> Exercise prompt:
Copy each of the following rows word for word, leaving out the pictures.
── Dataset rows
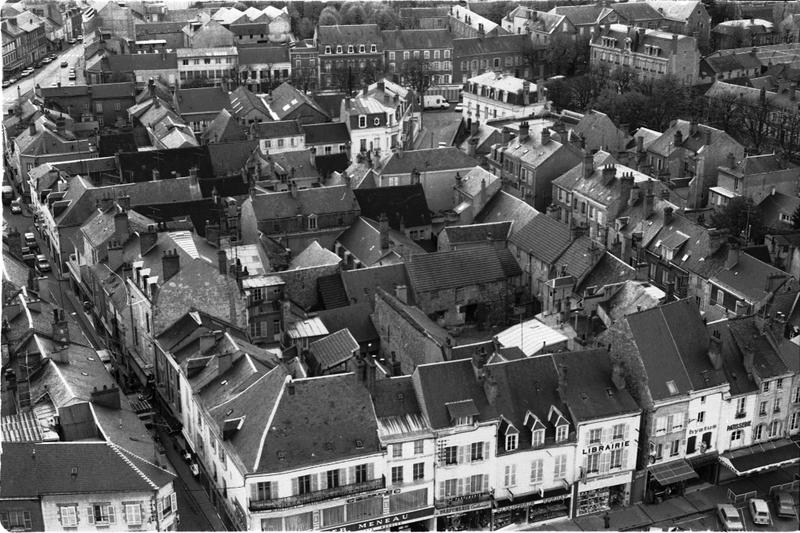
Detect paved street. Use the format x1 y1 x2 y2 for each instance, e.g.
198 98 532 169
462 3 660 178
416 106 461 149
3 43 84 110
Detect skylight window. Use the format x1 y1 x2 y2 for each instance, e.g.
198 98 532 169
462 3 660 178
667 380 678 394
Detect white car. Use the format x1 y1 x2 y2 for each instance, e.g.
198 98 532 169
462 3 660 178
747 498 772 526
717 503 744 531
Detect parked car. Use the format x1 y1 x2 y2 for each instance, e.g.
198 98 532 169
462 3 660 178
747 498 772 526
24 232 39 250
717 503 744 531
36 254 50 272
772 490 797 518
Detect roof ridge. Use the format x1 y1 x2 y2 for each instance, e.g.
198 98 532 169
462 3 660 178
107 442 159 490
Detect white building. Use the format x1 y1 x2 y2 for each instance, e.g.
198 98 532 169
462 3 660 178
462 71 547 122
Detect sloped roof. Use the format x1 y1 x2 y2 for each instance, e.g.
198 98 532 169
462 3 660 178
0 441 175 498
308 328 359 371
353 183 431 230
510 212 571 265
257 374 380 472
246 185 358 221
406 245 522 293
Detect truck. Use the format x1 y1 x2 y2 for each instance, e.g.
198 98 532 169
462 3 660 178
422 94 450 109
3 183 14 205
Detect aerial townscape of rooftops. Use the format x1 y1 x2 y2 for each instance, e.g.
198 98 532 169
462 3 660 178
0 0 800 532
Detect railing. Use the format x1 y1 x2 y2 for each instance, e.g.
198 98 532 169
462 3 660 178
250 476 386 511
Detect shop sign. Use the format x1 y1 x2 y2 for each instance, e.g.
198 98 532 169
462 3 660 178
727 420 752 431
689 424 717 435
583 440 631 455
342 507 433 531
434 501 492 516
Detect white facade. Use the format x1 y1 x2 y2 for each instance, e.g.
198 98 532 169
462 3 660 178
573 413 640 516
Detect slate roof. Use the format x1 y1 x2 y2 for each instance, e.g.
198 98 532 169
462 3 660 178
710 252 789 303
317 302 379 346
308 328 359 371
269 82 327 119
257 374 380 472
412 359 498 430
625 299 726 401
317 24 383 46
0 441 175 498
250 185 358 221
381 28 453 50
381 146 478 175
475 190 540 235
442 222 512 245
510 212 570 265
551 350 640 423
406 245 522 293
342 264 408 306
175 87 231 115
300 122 350 146
353 183 431 230
484 357 574 449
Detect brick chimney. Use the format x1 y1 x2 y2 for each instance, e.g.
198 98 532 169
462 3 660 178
161 248 181 283
378 213 389 250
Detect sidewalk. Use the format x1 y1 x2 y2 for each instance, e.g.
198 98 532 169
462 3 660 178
157 428 227 531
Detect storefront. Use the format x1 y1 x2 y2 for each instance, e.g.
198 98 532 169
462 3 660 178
435 492 492 531
492 487 572 530
575 471 632 516
645 459 699 503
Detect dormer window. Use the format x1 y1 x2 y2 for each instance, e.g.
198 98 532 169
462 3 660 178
531 429 544 448
506 433 517 452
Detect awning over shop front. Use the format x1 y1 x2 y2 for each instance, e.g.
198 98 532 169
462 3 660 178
720 439 800 476
650 459 699 487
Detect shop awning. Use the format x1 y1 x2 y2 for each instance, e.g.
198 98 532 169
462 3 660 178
720 439 800 476
650 459 700 487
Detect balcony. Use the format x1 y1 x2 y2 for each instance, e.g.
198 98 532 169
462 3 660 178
250 476 386 511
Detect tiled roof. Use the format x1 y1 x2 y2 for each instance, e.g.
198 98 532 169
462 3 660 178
510 212 570 265
269 82 327 118
308 329 358 371
381 146 478 175
484 357 574 449
475 190 540 235
406 245 521 293
317 302 379 345
353 184 431 230
551 350 640 423
300 122 350 146
317 272 350 310
317 24 383 46
257 374 380 472
342 264 408 306
381 28 453 50
442 222 512 244
412 359 498 430
626 300 726 400
0 441 175 498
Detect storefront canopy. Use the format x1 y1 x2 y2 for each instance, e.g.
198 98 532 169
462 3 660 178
720 439 800 476
650 459 699 487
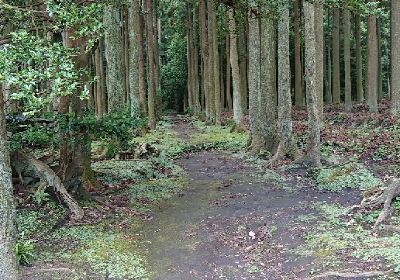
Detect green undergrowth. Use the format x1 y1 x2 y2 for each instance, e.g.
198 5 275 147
190 120 248 152
40 222 148 279
92 156 183 183
295 203 400 273
312 163 383 192
130 121 190 158
127 178 187 212
16 201 67 265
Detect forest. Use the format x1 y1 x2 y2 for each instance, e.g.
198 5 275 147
0 0 400 280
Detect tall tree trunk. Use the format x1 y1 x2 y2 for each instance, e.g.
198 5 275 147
128 0 140 118
324 9 332 104
207 0 219 122
248 1 265 153
368 3 378 113
208 0 221 125
390 0 400 115
0 83 18 280
145 0 157 129
58 29 98 194
376 18 383 101
275 2 296 159
332 8 340 104
219 44 223 112
133 0 147 115
121 9 132 105
94 43 105 118
343 7 352 112
303 1 321 166
314 0 324 120
199 0 210 119
229 8 243 128
354 14 364 102
258 10 278 154
104 3 126 112
293 0 305 106
186 1 195 111
238 19 248 114
225 35 233 112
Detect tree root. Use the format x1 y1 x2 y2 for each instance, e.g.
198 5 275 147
349 179 400 230
307 271 388 280
11 151 84 220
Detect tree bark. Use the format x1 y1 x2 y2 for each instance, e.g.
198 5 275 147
145 0 157 129
94 44 105 118
0 83 18 280
293 0 305 107
376 18 383 102
128 0 140 118
368 3 378 113
258 7 278 154
390 0 400 115
324 9 332 104
199 0 210 119
314 0 324 121
332 8 340 104
275 3 296 159
303 1 321 166
208 0 221 125
343 7 352 112
207 0 219 123
225 35 233 112
103 2 126 112
133 0 147 115
237 19 248 114
248 0 265 153
354 14 364 102
229 8 243 126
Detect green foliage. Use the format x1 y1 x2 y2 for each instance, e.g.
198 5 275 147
10 124 58 150
190 121 248 152
29 191 50 206
315 163 383 192
0 30 83 114
295 203 400 272
128 178 187 211
130 122 189 158
42 224 147 279
15 240 34 265
15 201 66 265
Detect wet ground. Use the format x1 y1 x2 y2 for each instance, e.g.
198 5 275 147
141 119 355 280
26 118 370 280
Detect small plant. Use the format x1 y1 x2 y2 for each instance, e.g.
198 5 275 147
15 239 34 265
29 190 50 206
314 163 383 192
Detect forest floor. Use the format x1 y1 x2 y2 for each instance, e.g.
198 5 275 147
20 106 400 280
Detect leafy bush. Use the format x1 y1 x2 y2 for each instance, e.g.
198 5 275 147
15 240 34 265
190 120 248 151
295 203 400 273
42 224 147 279
315 163 383 192
10 124 58 150
130 122 190 158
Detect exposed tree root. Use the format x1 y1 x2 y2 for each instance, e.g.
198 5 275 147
11 151 84 220
24 267 77 276
267 142 301 168
350 179 400 230
308 271 388 280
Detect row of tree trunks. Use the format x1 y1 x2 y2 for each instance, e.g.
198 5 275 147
227 8 244 129
390 0 400 115
0 83 18 280
145 0 158 129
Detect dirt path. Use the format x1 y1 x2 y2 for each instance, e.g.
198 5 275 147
────
> Written reply:
Detect paved street. Use the format x1 y1 x2 y2 for each instance, e.g.
198 98 532 169
462 3 660 178
416 106 461 149
3 43 84 110
Detect skylight window. Use the format x1 y1 x2 y2 for each instance, e.g.
198 98 532 169
462 3 660 178
667 380 678 394
Detect white car. Use the format x1 y1 x2 y2 for each instance, e.g.
198 98 532 169
462 3 660 178
747 498 772 526
717 503 744 531
Detect parked car. Use the format x1 y1 x2 y2 for each instance, e.g.
198 98 532 169
462 3 660 178
747 498 772 526
24 232 39 250
717 503 744 531
36 254 50 272
772 490 797 518
Detect roof ridge. Use the format x1 y1 x2 y2 for each instance, e.g.
198 98 532 169
462 3 660 178
107 442 159 490
Detect white building. Use the format x1 y1 x2 y2 for each instance, e.g.
198 98 532 169
462 3 660 178
462 71 547 122
Detect sloped roof. Use the format x1 y1 x2 y2 for each instance, e.g.
198 98 532 169
462 3 660 178
0 441 175 498
308 328 359 371
353 183 431 230
510 212 571 265
257 374 380 472
246 185 358 221
406 245 522 293
Detect truck. Use the format x1 y1 x2 y2 for each instance, e.g.
198 98 532 169
462 3 660 178
422 94 450 109
3 183 14 205
Detect aerial townscape of rooftops. Use the format x1 y1 x2 y2 for each instance, e.g.
198 98 532 169
462 3 660 178
0 0 800 532
Detect railing. Use the format x1 y1 x2 y2 for each instance, e.g.
198 98 532 169
462 3 660 178
250 476 386 511
Detect shop sign. Use the format x1 y1 x2 y2 for each instance, e.g.
198 98 532 169
462 3 660 178
727 420 752 431
689 424 717 435
583 440 631 455
342 507 433 531
434 501 492 516
Detect white facade. Use the format x1 y1 x2 y2 for each instance, e.g.
198 98 532 169
462 3 660 178
573 413 640 516
Detect slate roof. Use the format x1 y1 x2 y2 for each instance, e.g.
198 98 532 169
462 3 660 178
710 252 789 303
317 302 379 346
308 328 359 371
269 82 327 119
257 374 380 472
412 359 498 430
625 299 726 401
317 24 383 46
0 441 175 498
250 185 358 221
381 28 453 50
381 146 478 175
475 190 540 235
442 222 512 245
510 212 570 265
551 350 640 423
406 245 522 293
342 264 408 306
175 87 231 115
300 122 350 146
353 183 431 230
484 357 574 449
Detect brick chimney. Use the format x1 y1 x2 y2 for each instance, e.g.
198 98 532 169
462 3 660 178
161 248 181 283
378 213 389 250
Detect sidewalk. Use the format x1 y1 x2 y2 for each instance, e.g.
198 98 532 169
462 3 660 178
157 428 227 531
Detect storefront. Use the format x1 y1 x2 y2 for each instance, e.g.
198 98 532 169
462 3 660 178
435 492 492 531
492 487 572 530
575 471 632 516
645 459 699 503
Detect dormer window. Use the format x1 y1 x2 y2 for each instance, e.g.
198 98 532 169
462 3 660 178
531 429 544 448
506 433 517 452
Detect awning over shop front. Use the format x1 y1 x2 y2 for each instance, e.g.
198 98 532 169
462 3 660 178
720 439 800 476
650 459 699 487
Detect shop awning. Use the format x1 y1 x2 y2 for each instance, e.g.
198 98 532 169
462 3 660 178
720 439 800 476
650 459 700 487
Detect balcony. Use the format x1 y1 x2 y2 for each instance, e.g.
198 98 532 169
462 3 660 178
250 476 386 511
Detect tiled roof. Use the format x1 y1 x2 y2 for each instance, e.g.
198 98 532 169
462 3 660 178
510 212 570 265
269 82 327 118
308 329 358 371
381 146 478 175
484 357 574 449
475 190 540 235
406 245 521 293
317 302 379 345
353 184 431 230
551 350 640 423
300 122 350 146
317 272 350 310
317 24 383 46
257 374 380 472
342 264 408 306
381 28 453 50
442 222 512 244
412 359 498 430
626 300 726 400
0 441 175 498
Detect storefront canopy. Use the format x1 y1 x2 y2 for each instance, e.g.
198 98 532 169
462 3 660 178
720 439 800 476
650 459 699 487
Detect green undergrowth. Use the format x1 y1 x2 y2 for each instance, e.g.
198 5 275 147
190 120 248 152
40 222 148 279
92 156 183 183
295 203 400 273
312 163 383 192
130 121 190 158
127 178 187 212
16 201 67 265
Detect forest. Use the format x1 y1 x2 y2 for each instance, e.g.
198 5 275 147
0 0 400 280
Detect tall tree trunk. Use the format x1 y1 x2 y2 for each instance, e.g.
198 5 275 147
128 0 140 118
324 9 332 104
207 0 219 122
248 1 265 153
368 3 378 113
208 0 221 125
390 0 400 115
0 83 18 280
145 0 157 129
58 29 98 194
376 18 383 101
275 2 296 159
332 8 340 104
219 44 223 112
133 0 147 115
121 9 132 105
94 43 105 118
343 7 352 112
303 1 321 166
314 0 324 120
199 0 210 119
229 8 243 128
354 14 364 102
258 10 278 154
104 3 126 112
293 0 305 106
186 1 195 111
238 19 248 114
225 35 233 112
Detect tree root. Use the format x1 y1 x2 y2 for each instance, e.g.
198 5 275 147
349 179 400 230
307 271 388 280
11 151 84 220
Detect tree bark. Use the format x1 y1 x2 y2 for each instance, e.g.
198 5 275 147
145 0 157 129
94 44 105 118
0 83 18 280
293 0 305 107
376 18 383 102
128 0 140 118
368 3 378 113
258 7 278 154
390 0 400 115
324 9 332 104
199 0 210 119
314 0 324 121
332 8 340 104
275 3 296 159
303 1 321 166
208 0 221 125
343 7 352 112
207 0 219 123
225 35 233 112
103 2 126 112
133 0 147 115
237 19 248 114
248 0 265 153
354 14 364 102
229 8 243 126
Detect green foliage. Use the format x1 y1 x2 y2 for each instance, e.g.
198 5 275 147
10 124 58 150
190 121 248 152
29 191 50 206
315 163 383 192
0 30 83 114
295 203 400 272
128 178 187 211
130 122 189 158
42 224 147 279
15 240 34 265
15 201 66 265
Detect wet ground. Use the format x1 y1 x2 y2 for each instance, e.g.
198 5 275 147
141 119 355 280
26 118 370 280
Detect small plant. Use the format x1 y1 x2 y2 for each instance, e.g.
198 5 275 147
15 239 34 265
29 190 50 206
314 163 383 192
Detect forest floor. Use the format x1 y1 x2 y2 for each instance, e.g.
198 5 275 147
20 106 400 280
Detect leafy bush. Use the format x1 y1 x2 y2 for each instance, e.g.
198 5 275 147
15 240 34 265
190 120 248 151
295 203 400 273
42 224 147 279
315 163 383 192
10 124 58 150
130 122 190 158
Detect exposed tree root. Use the format x1 y1 x2 y2 for each instance, e.g.
198 5 275 147
11 151 84 220
24 267 77 276
267 142 301 168
350 179 400 230
308 271 388 280
Detect row of tree trunks. Use the format x1 y1 x2 y2 for each instance, e.g.
198 5 275 147
227 8 244 129
390 0 400 115
0 83 18 280
145 0 158 129
Detect dirt path. Use the format x1 y1 x2 y2 for each instance, e.g.
198 5 275 147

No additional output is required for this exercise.